● **THE EXERCISE**
Copy every row below word for word, leaving out the pictures.

----- DATA SUPPLIED

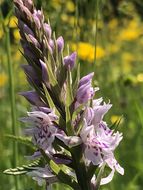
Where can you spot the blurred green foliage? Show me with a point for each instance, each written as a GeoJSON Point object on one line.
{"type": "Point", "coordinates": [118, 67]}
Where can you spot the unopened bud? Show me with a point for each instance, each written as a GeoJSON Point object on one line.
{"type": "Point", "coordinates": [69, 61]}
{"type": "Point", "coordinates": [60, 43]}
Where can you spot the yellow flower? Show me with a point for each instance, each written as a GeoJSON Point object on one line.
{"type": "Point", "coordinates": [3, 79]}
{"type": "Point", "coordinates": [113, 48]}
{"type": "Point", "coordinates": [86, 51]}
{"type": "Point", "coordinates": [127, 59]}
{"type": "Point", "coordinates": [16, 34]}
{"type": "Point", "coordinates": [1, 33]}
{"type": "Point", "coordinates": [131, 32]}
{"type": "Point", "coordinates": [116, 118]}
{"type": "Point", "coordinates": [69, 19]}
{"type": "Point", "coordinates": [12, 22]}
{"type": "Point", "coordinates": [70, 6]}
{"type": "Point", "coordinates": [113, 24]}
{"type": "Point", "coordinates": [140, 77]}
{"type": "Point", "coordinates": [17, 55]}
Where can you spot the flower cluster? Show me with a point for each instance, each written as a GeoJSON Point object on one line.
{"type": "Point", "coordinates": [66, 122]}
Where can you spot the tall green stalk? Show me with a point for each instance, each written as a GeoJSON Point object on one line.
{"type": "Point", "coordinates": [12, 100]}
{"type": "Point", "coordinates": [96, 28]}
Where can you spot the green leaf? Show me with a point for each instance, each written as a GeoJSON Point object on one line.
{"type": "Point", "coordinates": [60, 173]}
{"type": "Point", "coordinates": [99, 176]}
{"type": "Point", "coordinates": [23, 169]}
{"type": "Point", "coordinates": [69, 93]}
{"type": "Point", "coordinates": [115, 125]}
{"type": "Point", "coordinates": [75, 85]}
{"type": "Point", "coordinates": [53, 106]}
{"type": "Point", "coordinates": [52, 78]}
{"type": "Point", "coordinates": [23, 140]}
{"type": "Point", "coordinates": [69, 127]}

----------

● **COMPLETED EXERCISE**
Where can you spot the blurred green foliage? Show me with a point for each instance, each written as a GeoJSON Point object on one line.
{"type": "Point", "coordinates": [118, 67]}
Where can you spot the unopened bud? Show me with a point for each instance, each written as a GeoJSON Point object on one line.
{"type": "Point", "coordinates": [69, 61]}
{"type": "Point", "coordinates": [60, 43]}
Where can you spot the yellow flower? Show me with a point for each instance, each written as a GeoJSON Point object on one line.
{"type": "Point", "coordinates": [3, 79]}
{"type": "Point", "coordinates": [113, 48]}
{"type": "Point", "coordinates": [86, 51]}
{"type": "Point", "coordinates": [127, 59]}
{"type": "Point", "coordinates": [16, 34]}
{"type": "Point", "coordinates": [1, 33]}
{"type": "Point", "coordinates": [131, 32]}
{"type": "Point", "coordinates": [116, 118]}
{"type": "Point", "coordinates": [69, 19]}
{"type": "Point", "coordinates": [12, 22]}
{"type": "Point", "coordinates": [70, 6]}
{"type": "Point", "coordinates": [113, 24]}
{"type": "Point", "coordinates": [140, 77]}
{"type": "Point", "coordinates": [17, 55]}
Where can you spot the flower cluster? Show me with a point for each instance, each written as a GeoJSON Point object on one line.
{"type": "Point", "coordinates": [66, 122]}
Where can you spot the tall green stalk? Show me with a point for each instance, each written as a GeoJSON Point object on one line.
{"type": "Point", "coordinates": [12, 100]}
{"type": "Point", "coordinates": [96, 28]}
Where can you spot the green leaf? Show me with a point for each instance, each written as a GeoJSON Point object on one line.
{"type": "Point", "coordinates": [60, 173]}
{"type": "Point", "coordinates": [99, 176]}
{"type": "Point", "coordinates": [23, 169]}
{"type": "Point", "coordinates": [69, 93]}
{"type": "Point", "coordinates": [115, 125]}
{"type": "Point", "coordinates": [75, 85]}
{"type": "Point", "coordinates": [53, 106]}
{"type": "Point", "coordinates": [52, 78]}
{"type": "Point", "coordinates": [23, 140]}
{"type": "Point", "coordinates": [69, 127]}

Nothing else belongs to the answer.